__EXERCISE BRIEF__:
Each entry should be printed exactly, with its images omitted.
--- EXERCISE INPUTS ---
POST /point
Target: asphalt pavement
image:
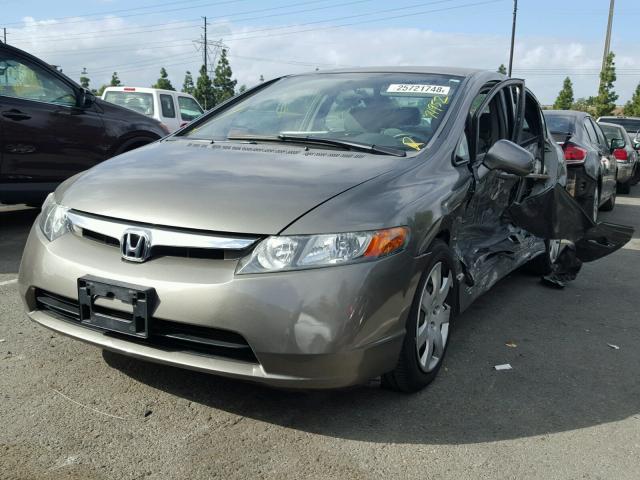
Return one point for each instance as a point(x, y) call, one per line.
point(568, 409)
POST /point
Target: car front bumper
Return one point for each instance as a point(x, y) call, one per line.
point(320, 328)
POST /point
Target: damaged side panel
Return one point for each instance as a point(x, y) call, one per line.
point(554, 214)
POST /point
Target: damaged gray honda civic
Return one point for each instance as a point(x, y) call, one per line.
point(316, 231)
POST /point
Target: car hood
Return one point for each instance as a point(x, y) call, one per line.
point(224, 187)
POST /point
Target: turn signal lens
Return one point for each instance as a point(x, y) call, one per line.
point(574, 154)
point(284, 253)
point(386, 242)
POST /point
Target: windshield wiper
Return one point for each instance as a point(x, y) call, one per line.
point(322, 141)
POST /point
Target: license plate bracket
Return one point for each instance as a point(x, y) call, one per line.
point(141, 299)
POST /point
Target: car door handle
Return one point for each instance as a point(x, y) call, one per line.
point(15, 115)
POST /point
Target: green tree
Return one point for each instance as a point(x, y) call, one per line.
point(204, 92)
point(224, 86)
point(163, 82)
point(115, 81)
point(632, 107)
point(585, 105)
point(187, 85)
point(565, 97)
point(605, 101)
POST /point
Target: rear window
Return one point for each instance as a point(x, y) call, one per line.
point(561, 123)
point(189, 108)
point(166, 103)
point(611, 132)
point(631, 125)
point(136, 101)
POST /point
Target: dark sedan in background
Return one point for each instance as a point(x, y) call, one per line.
point(51, 128)
point(315, 231)
point(592, 168)
point(632, 127)
point(625, 154)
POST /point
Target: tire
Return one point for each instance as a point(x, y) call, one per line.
point(428, 326)
point(543, 263)
point(609, 204)
point(624, 188)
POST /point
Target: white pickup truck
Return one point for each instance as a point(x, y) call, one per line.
point(174, 109)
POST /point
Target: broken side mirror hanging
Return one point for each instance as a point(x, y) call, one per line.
point(510, 158)
point(616, 143)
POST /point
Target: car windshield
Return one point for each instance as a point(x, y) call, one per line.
point(396, 110)
point(631, 125)
point(561, 123)
point(136, 101)
point(612, 132)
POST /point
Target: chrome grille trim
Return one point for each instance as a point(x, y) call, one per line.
point(158, 237)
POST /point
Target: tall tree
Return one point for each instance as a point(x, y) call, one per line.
point(224, 86)
point(585, 105)
point(163, 82)
point(115, 81)
point(632, 107)
point(187, 85)
point(605, 101)
point(565, 97)
point(204, 92)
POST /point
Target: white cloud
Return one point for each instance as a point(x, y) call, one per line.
point(543, 62)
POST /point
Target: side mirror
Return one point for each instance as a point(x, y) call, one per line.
point(87, 98)
point(510, 158)
point(617, 143)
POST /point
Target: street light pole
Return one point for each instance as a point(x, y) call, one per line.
point(513, 35)
point(607, 40)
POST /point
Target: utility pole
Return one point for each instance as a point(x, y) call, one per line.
point(204, 50)
point(513, 35)
point(607, 40)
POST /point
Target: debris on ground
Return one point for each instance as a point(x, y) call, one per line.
point(504, 366)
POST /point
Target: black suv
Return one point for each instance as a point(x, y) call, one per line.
---
__OUTPUT OF THE EXERCISE__:
POST /point
Target: asphalt pavement
image:
Return one point for each instance as a point(x, y) call, one per line.
point(568, 409)
POST /point
Target: car front bumper
Return one point for each instance as a point(x, y) call, one per line.
point(320, 328)
POST /point
Target: damaged side panel
Return one point for each instance as a point(x, y) call, one per line.
point(554, 214)
POST /point
Target: damaged gray honda civic
Return one point for each instance as a point(x, y) call, one per line.
point(316, 231)
POST /point
Target: car hood
Return one point for each instance as a point(x, y) call, one per line.
point(224, 187)
POST /point
Target: turn signal lens
Return one point for each instance as a point(x, y) call, one per line.
point(574, 154)
point(284, 253)
point(386, 242)
POST /point
Target: windshield wiper
Return one point for each instance as a point(x, y) call, one per line.
point(322, 141)
POST /point
Target: license plate bracket
Return one point for each instance as a point(x, y) call, one per line.
point(141, 299)
POST /point
Target: car door handle
Return one point for each instance as a point(x, y) call, one per line.
point(15, 115)
POST /point
Target: green tree
Return one point for each instance as a point(x, y) call, one per line.
point(204, 92)
point(224, 86)
point(163, 82)
point(115, 81)
point(632, 107)
point(585, 105)
point(187, 85)
point(565, 97)
point(605, 101)
POST /point
Target: rear window
Return one point for each instance as a point(x, y) call, one per line.
point(561, 123)
point(189, 108)
point(166, 103)
point(611, 132)
point(631, 125)
point(136, 101)
POST /point
Target: dark sedan in background
Return one point for each instance as a point(x, y) call, one per line.
point(51, 128)
point(315, 231)
point(592, 168)
point(632, 127)
point(625, 154)
POST /point
Target: tire
Return one point for each instance as a point(x, y) call, one per line.
point(428, 326)
point(543, 263)
point(609, 204)
point(624, 188)
POST /point
Target: white pickup truck
Return one point for each instance as a point(x, y) call, one per line.
point(174, 109)
POST /point
Target: broken side mirror hanging
Return one point for each instance as a point(x, y) call, one per line.
point(510, 158)
point(616, 143)
POST /point
Target: car windshield
Return one point for each instance as a point(x, y) call, one per line.
point(396, 110)
point(631, 125)
point(561, 123)
point(136, 101)
point(612, 132)
POST /point
Target: chrome grille trim
Return one point for each instance as a point(x, y) call, one per line.
point(158, 237)
POST /point
Target: tall tree
Return one point for each instance as a point(x, y) call, one per line.
point(224, 86)
point(585, 105)
point(163, 82)
point(115, 81)
point(632, 107)
point(187, 85)
point(605, 101)
point(565, 97)
point(204, 92)
POST /point
Target: white cloud
Return one point for each instance as a point(x, y) call, one per line.
point(543, 62)
POST /point
Target: side mirror
Return one point for each instance as a point(x, y) call, one per line.
point(87, 98)
point(510, 158)
point(617, 143)
POST /point
Target: street light pole
Return one point for each instance as a point(x, y) call, one per line.
point(513, 35)
point(607, 40)
POST /point
Target: utility pole
Return one point for each instance as a point(x, y) call, one per line.
point(204, 50)
point(513, 35)
point(607, 40)
POST /point
Target: debris on ground
Return one point for each instance as a point(x, y) call, one per line.
point(504, 366)
POST /point
Target: black suv
Return one point for each instance as a point(x, y) call, one per line.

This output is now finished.